▸ What you need to do
Transcribe all the lines below exactly. Omit the pictures.

Extracted records Start Marker

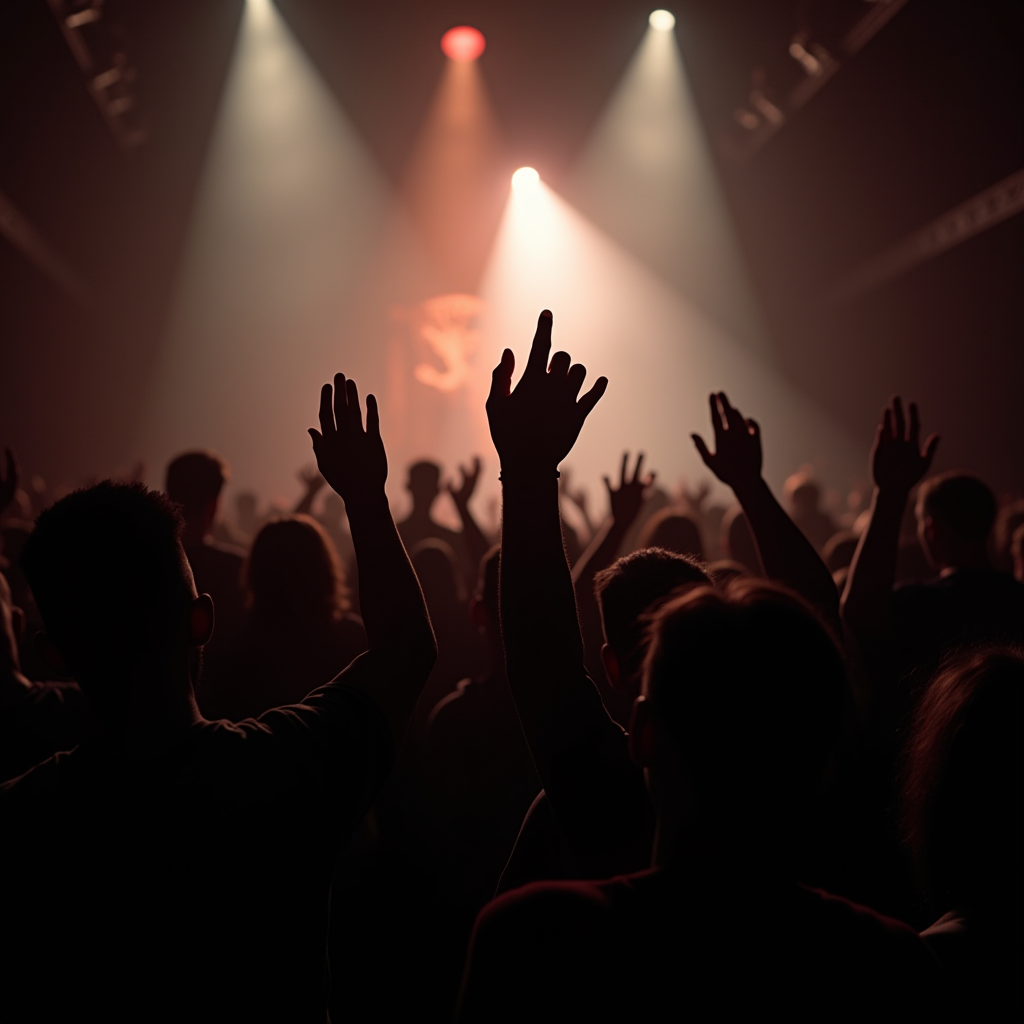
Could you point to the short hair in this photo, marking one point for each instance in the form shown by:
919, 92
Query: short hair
630, 587
673, 530
962, 780
751, 685
109, 574
195, 479
960, 503
294, 570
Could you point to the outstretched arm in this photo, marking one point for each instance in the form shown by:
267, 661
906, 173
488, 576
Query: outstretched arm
786, 555
352, 460
476, 543
898, 462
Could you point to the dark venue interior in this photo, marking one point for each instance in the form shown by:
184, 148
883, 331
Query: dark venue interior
364, 656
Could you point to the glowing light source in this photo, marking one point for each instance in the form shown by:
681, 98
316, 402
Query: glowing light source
662, 20
463, 44
525, 178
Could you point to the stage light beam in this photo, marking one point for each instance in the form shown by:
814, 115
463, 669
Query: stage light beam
463, 44
662, 20
525, 179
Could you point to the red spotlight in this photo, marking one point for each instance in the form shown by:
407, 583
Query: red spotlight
463, 44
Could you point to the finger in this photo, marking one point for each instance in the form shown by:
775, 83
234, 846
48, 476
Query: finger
573, 382
560, 366
716, 419
702, 450
354, 413
373, 417
899, 423
327, 411
593, 396
732, 417
501, 379
538, 361
340, 402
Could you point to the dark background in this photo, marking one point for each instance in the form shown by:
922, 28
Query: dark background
926, 116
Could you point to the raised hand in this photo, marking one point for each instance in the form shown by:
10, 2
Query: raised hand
536, 426
350, 458
9, 480
311, 479
736, 460
898, 461
467, 483
627, 499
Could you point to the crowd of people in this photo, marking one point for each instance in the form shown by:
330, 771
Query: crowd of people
759, 762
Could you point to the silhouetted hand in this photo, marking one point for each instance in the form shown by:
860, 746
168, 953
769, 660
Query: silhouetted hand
898, 462
9, 480
311, 479
736, 460
627, 499
467, 484
536, 426
351, 459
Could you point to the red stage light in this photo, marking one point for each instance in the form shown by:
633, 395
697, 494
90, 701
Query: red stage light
463, 44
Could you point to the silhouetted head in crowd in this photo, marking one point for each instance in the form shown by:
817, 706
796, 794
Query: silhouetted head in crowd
674, 531
116, 595
424, 484
195, 480
737, 541
435, 565
742, 693
803, 493
627, 591
955, 512
839, 549
962, 793
294, 577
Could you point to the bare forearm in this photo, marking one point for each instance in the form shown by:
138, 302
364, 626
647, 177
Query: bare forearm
867, 597
785, 554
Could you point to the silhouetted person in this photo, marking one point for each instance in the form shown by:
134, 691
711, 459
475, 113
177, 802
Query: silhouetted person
804, 497
741, 699
298, 632
37, 719
963, 817
673, 530
173, 868
903, 633
195, 480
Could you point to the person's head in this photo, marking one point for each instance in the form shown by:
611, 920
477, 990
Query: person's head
195, 480
737, 540
962, 792
293, 576
839, 549
424, 484
628, 590
955, 512
742, 695
673, 530
115, 591
435, 565
803, 493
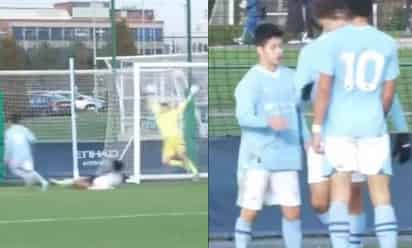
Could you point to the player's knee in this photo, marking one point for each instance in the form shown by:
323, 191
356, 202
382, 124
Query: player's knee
381, 198
248, 215
291, 213
320, 205
355, 203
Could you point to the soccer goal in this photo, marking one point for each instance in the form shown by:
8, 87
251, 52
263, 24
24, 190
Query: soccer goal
132, 129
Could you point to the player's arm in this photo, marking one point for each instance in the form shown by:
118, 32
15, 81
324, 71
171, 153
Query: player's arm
154, 106
397, 115
326, 69
194, 89
391, 73
322, 98
303, 77
401, 143
387, 96
304, 125
30, 136
246, 99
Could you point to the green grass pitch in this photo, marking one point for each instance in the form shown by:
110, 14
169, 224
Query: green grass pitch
155, 215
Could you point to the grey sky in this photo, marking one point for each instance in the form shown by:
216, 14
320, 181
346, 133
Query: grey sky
171, 11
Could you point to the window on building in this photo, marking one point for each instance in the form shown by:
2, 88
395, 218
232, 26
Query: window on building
148, 34
158, 34
18, 33
30, 33
106, 35
133, 33
140, 34
69, 34
82, 34
43, 33
57, 33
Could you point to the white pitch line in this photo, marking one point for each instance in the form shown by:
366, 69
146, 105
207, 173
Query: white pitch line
96, 218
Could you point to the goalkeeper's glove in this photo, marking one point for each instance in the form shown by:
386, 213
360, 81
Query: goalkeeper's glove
401, 148
307, 92
194, 89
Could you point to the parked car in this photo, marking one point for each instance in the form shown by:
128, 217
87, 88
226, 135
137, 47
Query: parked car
83, 102
45, 104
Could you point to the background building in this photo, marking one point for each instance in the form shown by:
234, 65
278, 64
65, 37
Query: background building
75, 21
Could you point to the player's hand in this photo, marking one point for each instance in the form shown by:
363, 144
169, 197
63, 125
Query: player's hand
307, 92
307, 145
402, 147
278, 123
194, 89
317, 143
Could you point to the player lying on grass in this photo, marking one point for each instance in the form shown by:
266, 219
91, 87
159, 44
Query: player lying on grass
270, 151
169, 121
112, 177
358, 66
333, 15
18, 153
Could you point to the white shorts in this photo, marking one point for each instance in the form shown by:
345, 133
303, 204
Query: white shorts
258, 187
316, 173
107, 181
368, 156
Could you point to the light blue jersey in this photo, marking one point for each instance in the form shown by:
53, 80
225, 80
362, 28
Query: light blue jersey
360, 59
260, 95
306, 71
18, 140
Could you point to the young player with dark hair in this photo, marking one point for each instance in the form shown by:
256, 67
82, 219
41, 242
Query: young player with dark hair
270, 150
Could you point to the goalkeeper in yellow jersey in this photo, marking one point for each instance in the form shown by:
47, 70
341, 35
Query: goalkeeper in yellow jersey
169, 121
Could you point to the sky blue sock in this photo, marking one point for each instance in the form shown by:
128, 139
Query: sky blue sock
243, 233
339, 225
386, 227
357, 223
323, 218
292, 233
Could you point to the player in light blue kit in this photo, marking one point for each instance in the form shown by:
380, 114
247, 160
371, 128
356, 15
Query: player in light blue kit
333, 15
270, 153
358, 67
18, 154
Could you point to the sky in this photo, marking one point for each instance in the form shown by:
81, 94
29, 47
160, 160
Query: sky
166, 10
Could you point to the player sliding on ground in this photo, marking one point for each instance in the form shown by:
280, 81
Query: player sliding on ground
358, 67
333, 15
18, 153
270, 151
112, 177
169, 122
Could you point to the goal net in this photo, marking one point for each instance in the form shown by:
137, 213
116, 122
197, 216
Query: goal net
43, 101
134, 131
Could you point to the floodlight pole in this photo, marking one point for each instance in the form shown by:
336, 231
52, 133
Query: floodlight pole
189, 30
114, 34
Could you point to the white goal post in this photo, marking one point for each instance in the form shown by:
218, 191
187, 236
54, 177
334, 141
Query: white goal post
135, 124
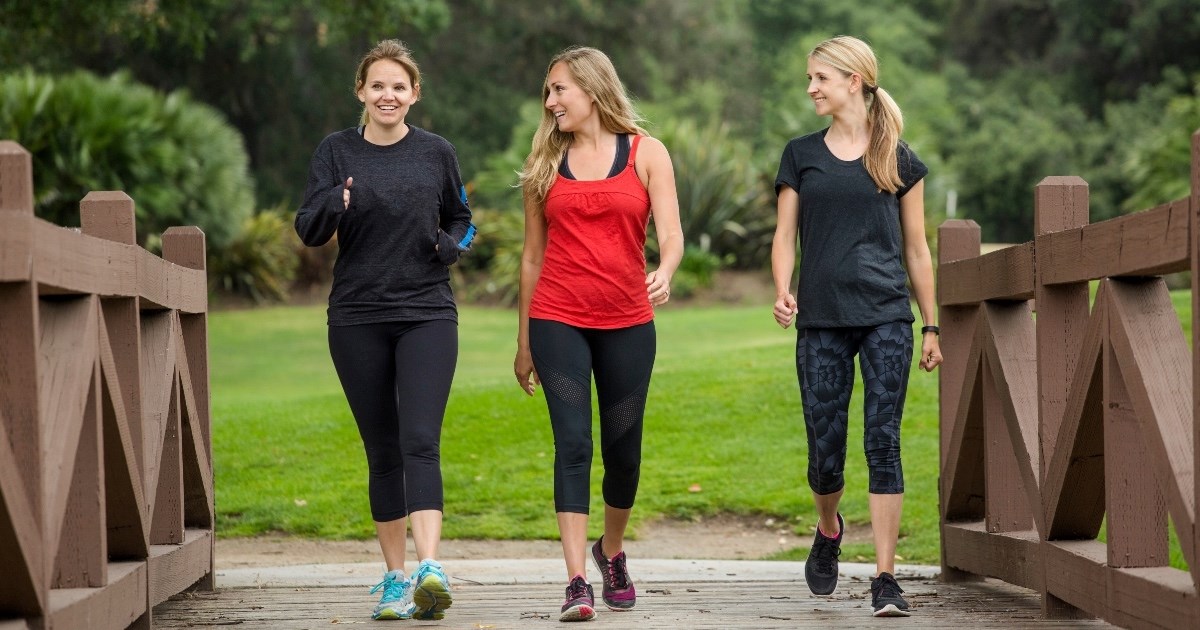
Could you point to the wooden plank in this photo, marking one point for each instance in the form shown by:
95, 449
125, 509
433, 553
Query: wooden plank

Extracted records End Marker

▸ Result of the task
Could you point to the short hair in this photo, marking one point for each instance in the form shown by:
919, 92
Query: short hair
630, 587
673, 530
962, 780
751, 685
109, 574
195, 479
960, 503
294, 570
Could you point to the outstretched arm in this photo, marking one point for each instance in the form shown by:
267, 661
906, 173
488, 576
Query: outstretched arm
786, 555
352, 460
476, 543
898, 462
Could you point to the dark venue interior in this photo, marking one point for each instance in the form shown by:
184, 148
883, 331
Query: dark venue interior
364, 656
Could you point to the glowing light source in this photo, marking one point for each instance in the form shown by:
681, 98
316, 402
Query: glowing light source
662, 20
463, 44
525, 178
Could you point to the stage light beam in this photo, marking one point for each instance in the form shown by:
814, 115
463, 669
Query: stage light beam
463, 44
662, 20
525, 179
Could you point to the red spotlight in this photo, marking one point for each instance in the form shown by:
407, 583
Query: red spotlight
463, 44
Could you point to the finger in this photo, marking one point for each instance in the form shown by:
775, 83
234, 846
48, 476
Query: finger
573, 382
560, 366
716, 419
702, 450
354, 413
373, 417
899, 423
327, 411
593, 396
732, 417
501, 379
538, 361
340, 402
Could you point to the dark background in this photo, marking one point for each instance in the form shown by:
922, 28
Query: dark background
926, 116
Could you point to the raised hand in this photo, marking one point for each instance in the form shown by:
10, 2
Query: raised hand
536, 426
350, 458
9, 480
311, 479
736, 460
898, 461
467, 483
627, 499
Could you point to the crowd of people in this photo, marking one point for each instance in the form shown by:
330, 771
Query: crowd of people
759, 762
Could you point to the silhouetted hand in this photo, marking one point for each instance in the form shown by:
860, 746
168, 953
769, 660
Query: silhouetted hand
898, 462
9, 480
311, 479
736, 460
627, 499
467, 484
536, 426
351, 459
Could you point to the red stage light in this photo, marking one point for each instance in the form shown by:
633, 395
697, 494
90, 701
Query: red stage light
463, 44
Could you point to the silhouetted head in crowd in this photo, marking one point for each instance in the form shown by:
817, 706
796, 794
Query: silhouetted head in crowd
674, 531
116, 595
424, 484
195, 480
737, 541
435, 565
742, 693
803, 493
627, 591
955, 512
839, 549
962, 793
294, 577
Could you point to the bare forearm in this photo, marking one point for each instance in the form shown by:
138, 302
364, 626
647, 177
Query: bare forearm
867, 597
785, 554
Could you point to the silhouetted person in this photo, marking one point for each instance in the form shown by:
134, 691
711, 459
475, 113
177, 802
Query: silhouetted person
804, 497
741, 699
298, 632
37, 719
963, 817
673, 530
173, 868
903, 633
195, 480
Could you point to the person's head in this photo, marking one point for each instance in the form shown by:
611, 920
477, 990
Query: person's head
195, 480
737, 540
962, 792
293, 576
839, 549
424, 484
628, 590
955, 512
742, 695
673, 530
115, 591
435, 565
803, 493
Could you point to the player's knee in this photo, marking one point for each instance in the form shown by:
323, 191
356, 202
382, 124
Query: player's knee
381, 198
248, 215
291, 213
320, 205
355, 203
Could you point to the soccer goal in this photo, marking one point for each instance in the form shown by:
8, 87
251, 52
263, 24
24, 190
Query: soccer goal
132, 129
Could you point to the player's arm in this photo, marking one point for each instance in the form shown by:
118, 32
15, 81
324, 71
171, 153
Query: player's arm
154, 106
397, 115
326, 69
194, 89
391, 73
322, 98
303, 77
401, 143
387, 96
304, 125
30, 136
246, 99
Could you point to the green grass pitch in this photo, marking one point for each instance in the form shown by:
110, 14
169, 224
Query: green grass pitch
155, 215
Could you point to the grey sky in this photo, marking one point for each instance in the form shown by:
216, 14
320, 181
346, 133
Query: grey sky
171, 11
Could you point to the window on building in this photo, marking one point for each instance in the form shown by:
2, 88
395, 218
232, 26
Query: window on building
148, 34
158, 34
18, 33
30, 33
106, 35
133, 33
140, 34
69, 34
82, 34
43, 33
57, 33
Could you point to the white pitch line in this photo, marking one point for each instance in the form shown by:
366, 69
146, 105
207, 173
Query: white pitch line
96, 218
Could you point to the goalkeeper's glove in this photo, marking one point for each instance in the form shown by:
386, 213
360, 81
Query: goalkeeper's glove
401, 148
307, 92
194, 89
Could you point to the parked car in this photo, marking one point for each instance in the form shown by:
128, 217
87, 88
226, 135
137, 47
Query: parked car
83, 102
45, 104
Could you point to the background building in this photo, marking one point for each instance in the form shown by:
234, 65
278, 64
65, 37
Query: background building
75, 21
Could you point to the player's hand in this photo, marking one point for each instance in the form shown by:
363, 144
169, 197
63, 125
Query: player's hand
307, 92
307, 145
402, 147
278, 123
194, 89
317, 143
Could you point to the player lying on grass in this photo, marking one point for each instance in the form shown by:
266, 219
91, 87
159, 44
Query: player lying on grass
270, 151
169, 121
112, 177
358, 66
333, 15
18, 153
Could you point to the white shorts in this photo, marking one point for each instance in the form shown by:
345, 133
303, 204
Query: white shorts
258, 187
316, 173
107, 181
368, 156
Could you point to the light blue jersey in this photo, marking one point for each instance in the form shown by:
53, 80
225, 80
362, 28
Query: light blue jersey
360, 59
260, 95
306, 71
18, 140
Could you point to the young player with dark hair in this photo, marking one point for each instance in the form shown by:
256, 67
82, 219
41, 242
Query: young player with dark hair
270, 150
Could you point to the goalkeeper in yellow jersey in this photo, marking one point for each instance in the form shown by:
47, 70
341, 35
Query: goalkeeper in yellow jersey
169, 121
Could you point to the sky blue sock in this photo, marking one point for each instance in the form shown by:
128, 139
Query: sky blue sock
243, 233
339, 225
386, 227
357, 223
323, 218
292, 233
Could you point to the player in light blue kit in this photo, marking one point for each instance in the form shown by:
380, 114
247, 160
371, 128
356, 15
Query: player in light blue kit
333, 15
270, 153
358, 67
18, 154
Could you point to the sky in this photo, marking one point for each instance in the form shown by:
81, 94
29, 47
160, 160
Query: sky
166, 10
Could you point to the player sliding on ground in this photo, marking one point for each instance in the form shown by:
280, 81
Query: player sliding on ground
358, 67
333, 15
18, 153
270, 151
112, 177
169, 122
Could you point to the goal net in this photo, marking one point for each instance in the form shown by:
137, 213
116, 122
197, 216
Query: goal net
43, 101
134, 131
Could you point to the floodlight pole in this photo, marking one point for each instance in the form shown by:
336, 231
52, 133
Query: floodlight pole
189, 30
114, 34
Could you point to the white goal post in this photo, marking one point for each instance in the form shown by:
218, 191
187, 236
54, 177
334, 141
Query: white goal post
135, 124
Could you point to the wooden plank in this photo, marking one point for each instance in the form shown by:
95, 449
125, 509
433, 553
Query: wooden plank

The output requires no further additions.